_Exercise material_:

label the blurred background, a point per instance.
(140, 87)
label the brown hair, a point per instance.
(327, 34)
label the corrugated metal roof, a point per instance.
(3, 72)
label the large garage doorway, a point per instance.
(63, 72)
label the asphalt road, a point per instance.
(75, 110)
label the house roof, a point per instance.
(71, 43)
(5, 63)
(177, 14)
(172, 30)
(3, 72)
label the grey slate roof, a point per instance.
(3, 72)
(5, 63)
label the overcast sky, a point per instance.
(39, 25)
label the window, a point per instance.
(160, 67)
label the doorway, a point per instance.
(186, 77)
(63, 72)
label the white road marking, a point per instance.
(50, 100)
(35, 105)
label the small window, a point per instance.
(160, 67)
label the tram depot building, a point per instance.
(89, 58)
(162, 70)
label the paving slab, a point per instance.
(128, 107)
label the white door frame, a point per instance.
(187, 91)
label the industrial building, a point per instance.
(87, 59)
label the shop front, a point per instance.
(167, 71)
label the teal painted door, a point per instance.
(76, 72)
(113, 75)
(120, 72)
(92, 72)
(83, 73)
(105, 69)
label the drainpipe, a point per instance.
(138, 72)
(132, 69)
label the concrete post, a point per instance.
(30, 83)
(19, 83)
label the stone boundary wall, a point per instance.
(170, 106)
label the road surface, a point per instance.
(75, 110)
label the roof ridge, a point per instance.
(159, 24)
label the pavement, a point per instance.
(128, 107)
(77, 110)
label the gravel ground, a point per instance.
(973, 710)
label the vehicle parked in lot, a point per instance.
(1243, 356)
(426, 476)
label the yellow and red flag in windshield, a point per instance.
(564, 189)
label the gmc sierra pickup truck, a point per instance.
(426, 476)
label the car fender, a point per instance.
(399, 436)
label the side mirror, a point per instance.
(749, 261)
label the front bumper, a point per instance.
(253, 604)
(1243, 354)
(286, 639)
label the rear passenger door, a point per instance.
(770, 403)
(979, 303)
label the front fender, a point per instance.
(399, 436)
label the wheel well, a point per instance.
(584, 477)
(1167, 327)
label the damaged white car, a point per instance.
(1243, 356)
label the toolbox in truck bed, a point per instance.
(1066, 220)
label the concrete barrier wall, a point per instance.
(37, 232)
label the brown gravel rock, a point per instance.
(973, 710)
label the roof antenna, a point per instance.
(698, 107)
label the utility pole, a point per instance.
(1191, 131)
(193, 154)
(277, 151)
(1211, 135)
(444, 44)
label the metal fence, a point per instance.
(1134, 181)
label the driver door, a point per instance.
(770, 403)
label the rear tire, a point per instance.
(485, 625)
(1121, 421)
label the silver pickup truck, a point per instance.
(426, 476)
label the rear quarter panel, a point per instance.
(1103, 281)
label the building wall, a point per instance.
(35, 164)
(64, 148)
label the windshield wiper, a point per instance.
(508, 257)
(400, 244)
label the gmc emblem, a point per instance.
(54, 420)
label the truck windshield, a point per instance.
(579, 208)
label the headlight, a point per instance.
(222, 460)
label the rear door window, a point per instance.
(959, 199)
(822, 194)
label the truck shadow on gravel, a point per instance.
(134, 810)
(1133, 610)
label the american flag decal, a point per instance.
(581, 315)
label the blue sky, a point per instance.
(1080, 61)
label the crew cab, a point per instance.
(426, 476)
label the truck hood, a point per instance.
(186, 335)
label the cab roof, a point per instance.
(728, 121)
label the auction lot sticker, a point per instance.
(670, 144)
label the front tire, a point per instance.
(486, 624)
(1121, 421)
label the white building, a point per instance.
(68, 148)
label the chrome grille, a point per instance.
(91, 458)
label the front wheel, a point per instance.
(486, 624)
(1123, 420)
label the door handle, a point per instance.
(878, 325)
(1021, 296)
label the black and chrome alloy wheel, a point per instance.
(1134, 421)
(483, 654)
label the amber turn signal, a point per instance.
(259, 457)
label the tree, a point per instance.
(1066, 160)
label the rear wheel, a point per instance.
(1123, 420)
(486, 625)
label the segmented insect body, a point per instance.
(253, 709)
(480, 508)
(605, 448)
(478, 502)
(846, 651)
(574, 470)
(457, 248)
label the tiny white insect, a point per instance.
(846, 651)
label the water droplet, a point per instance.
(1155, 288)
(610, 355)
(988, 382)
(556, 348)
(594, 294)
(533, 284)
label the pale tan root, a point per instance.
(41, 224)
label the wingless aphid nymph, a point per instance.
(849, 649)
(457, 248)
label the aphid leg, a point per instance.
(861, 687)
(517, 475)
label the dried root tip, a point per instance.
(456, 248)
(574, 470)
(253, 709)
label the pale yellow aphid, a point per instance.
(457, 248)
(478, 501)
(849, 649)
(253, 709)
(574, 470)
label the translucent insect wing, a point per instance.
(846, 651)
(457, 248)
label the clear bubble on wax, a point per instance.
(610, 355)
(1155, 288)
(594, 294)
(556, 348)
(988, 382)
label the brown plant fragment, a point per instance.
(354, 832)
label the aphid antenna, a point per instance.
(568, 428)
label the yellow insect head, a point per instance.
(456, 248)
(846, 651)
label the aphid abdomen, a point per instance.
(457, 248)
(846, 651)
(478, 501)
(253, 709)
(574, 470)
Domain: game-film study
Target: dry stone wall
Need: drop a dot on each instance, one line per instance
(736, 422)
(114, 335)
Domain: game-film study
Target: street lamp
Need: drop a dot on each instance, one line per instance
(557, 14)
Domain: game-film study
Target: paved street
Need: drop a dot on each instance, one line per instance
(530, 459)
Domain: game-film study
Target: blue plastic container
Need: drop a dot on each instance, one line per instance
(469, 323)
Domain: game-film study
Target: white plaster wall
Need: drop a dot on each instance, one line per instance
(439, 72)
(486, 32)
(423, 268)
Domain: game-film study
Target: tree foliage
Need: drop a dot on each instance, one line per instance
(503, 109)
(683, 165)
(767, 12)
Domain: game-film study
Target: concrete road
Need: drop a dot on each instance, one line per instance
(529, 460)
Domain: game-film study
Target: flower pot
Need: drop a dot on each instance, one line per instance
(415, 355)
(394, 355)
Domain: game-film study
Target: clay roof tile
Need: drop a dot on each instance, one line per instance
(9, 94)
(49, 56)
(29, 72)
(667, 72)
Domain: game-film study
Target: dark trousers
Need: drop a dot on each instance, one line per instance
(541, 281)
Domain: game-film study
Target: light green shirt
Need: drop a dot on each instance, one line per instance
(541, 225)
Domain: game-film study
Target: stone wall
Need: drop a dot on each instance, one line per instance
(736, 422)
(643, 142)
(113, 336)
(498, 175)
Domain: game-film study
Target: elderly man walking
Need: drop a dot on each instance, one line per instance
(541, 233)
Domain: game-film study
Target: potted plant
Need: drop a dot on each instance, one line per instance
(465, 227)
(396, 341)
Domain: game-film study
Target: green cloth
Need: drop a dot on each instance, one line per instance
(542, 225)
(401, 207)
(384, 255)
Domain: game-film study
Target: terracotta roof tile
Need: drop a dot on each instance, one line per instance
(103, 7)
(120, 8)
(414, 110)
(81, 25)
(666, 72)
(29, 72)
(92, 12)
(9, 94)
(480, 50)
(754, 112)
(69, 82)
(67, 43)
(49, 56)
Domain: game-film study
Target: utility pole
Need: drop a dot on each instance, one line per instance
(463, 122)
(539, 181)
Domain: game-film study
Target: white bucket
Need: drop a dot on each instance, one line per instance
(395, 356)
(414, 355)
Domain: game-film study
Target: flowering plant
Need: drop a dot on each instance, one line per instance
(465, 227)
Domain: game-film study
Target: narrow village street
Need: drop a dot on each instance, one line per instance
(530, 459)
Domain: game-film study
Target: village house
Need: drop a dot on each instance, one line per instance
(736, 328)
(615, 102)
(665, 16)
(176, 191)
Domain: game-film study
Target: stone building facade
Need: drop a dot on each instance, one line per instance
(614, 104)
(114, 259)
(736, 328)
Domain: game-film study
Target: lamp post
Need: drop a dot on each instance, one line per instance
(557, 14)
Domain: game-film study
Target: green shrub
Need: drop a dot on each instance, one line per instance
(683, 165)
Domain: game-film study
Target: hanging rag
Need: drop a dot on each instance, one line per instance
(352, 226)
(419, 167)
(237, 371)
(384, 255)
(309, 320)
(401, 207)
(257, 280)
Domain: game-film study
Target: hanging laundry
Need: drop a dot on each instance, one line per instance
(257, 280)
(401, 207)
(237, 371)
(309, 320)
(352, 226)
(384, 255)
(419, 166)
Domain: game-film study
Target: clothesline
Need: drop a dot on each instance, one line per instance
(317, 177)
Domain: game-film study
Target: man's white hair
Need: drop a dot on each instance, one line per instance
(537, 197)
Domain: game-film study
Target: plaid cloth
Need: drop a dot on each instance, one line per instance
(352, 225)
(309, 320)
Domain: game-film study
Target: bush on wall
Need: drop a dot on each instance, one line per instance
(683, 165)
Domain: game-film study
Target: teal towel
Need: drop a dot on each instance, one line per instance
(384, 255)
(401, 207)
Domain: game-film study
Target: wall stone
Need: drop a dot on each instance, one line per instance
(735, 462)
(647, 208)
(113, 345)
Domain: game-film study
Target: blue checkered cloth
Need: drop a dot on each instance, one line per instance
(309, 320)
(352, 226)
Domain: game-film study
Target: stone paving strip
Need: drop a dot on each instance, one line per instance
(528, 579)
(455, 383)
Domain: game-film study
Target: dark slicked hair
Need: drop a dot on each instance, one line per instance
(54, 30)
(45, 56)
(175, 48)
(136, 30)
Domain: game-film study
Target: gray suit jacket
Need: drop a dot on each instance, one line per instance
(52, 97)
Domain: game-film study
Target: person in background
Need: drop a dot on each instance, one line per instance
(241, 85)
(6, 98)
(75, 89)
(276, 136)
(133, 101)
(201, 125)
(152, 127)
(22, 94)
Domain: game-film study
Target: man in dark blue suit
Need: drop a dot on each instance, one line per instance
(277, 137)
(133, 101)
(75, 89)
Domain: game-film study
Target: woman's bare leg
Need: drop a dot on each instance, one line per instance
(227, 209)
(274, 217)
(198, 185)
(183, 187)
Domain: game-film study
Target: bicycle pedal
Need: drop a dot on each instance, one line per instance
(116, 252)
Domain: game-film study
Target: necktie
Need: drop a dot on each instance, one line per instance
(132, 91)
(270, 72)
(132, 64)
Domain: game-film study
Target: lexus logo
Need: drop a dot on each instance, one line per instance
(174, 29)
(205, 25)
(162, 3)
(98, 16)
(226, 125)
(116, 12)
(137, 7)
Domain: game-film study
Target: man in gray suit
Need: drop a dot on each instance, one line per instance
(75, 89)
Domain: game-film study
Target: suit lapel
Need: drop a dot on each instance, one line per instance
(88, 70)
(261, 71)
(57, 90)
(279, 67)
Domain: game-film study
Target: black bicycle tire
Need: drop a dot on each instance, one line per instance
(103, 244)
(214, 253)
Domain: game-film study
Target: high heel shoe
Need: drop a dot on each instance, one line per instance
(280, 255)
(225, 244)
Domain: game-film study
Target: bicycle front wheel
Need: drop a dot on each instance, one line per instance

_Instructions for the task_: The response must contain exactly the lines from the one with "Target: bicycle pedal" through the last line of the material above, both ends included, and no others.

_Response to this exercise_:
Target: bicycle pedal
Need: drop a dot on each instance, one line per instance
(116, 252)
Domain: game-film study
Target: necktie
Need: drop a dot on each instance, one line per instance
(132, 91)
(270, 72)
(132, 64)
Domain: game-film study
Target: lexus logo
Need: drop a dot on each instance, one line per instance
(174, 29)
(205, 25)
(162, 3)
(98, 16)
(226, 125)
(116, 12)
(137, 7)
Domain: game-film study
Target: man in gray suit
Need: drop a dot on each instance, one line per instance
(75, 89)
Domain: game-film study
Target: suit lapel
Need: drop a dot on each instance, one line per instance
(88, 70)
(261, 71)
(57, 90)
(279, 67)
Domain: game-film study
Target: black bicycle tire
Need: drop a dot on each instance, one line per instance
(103, 244)
(214, 253)
Domain: game-film study
Target: high heel shoe
Need: drop a dot on each instance, one line per instance
(280, 255)
(225, 244)
Domain: game-film study
Target: bicycle front wheel
Need: drop a dot on each instance, one line per instance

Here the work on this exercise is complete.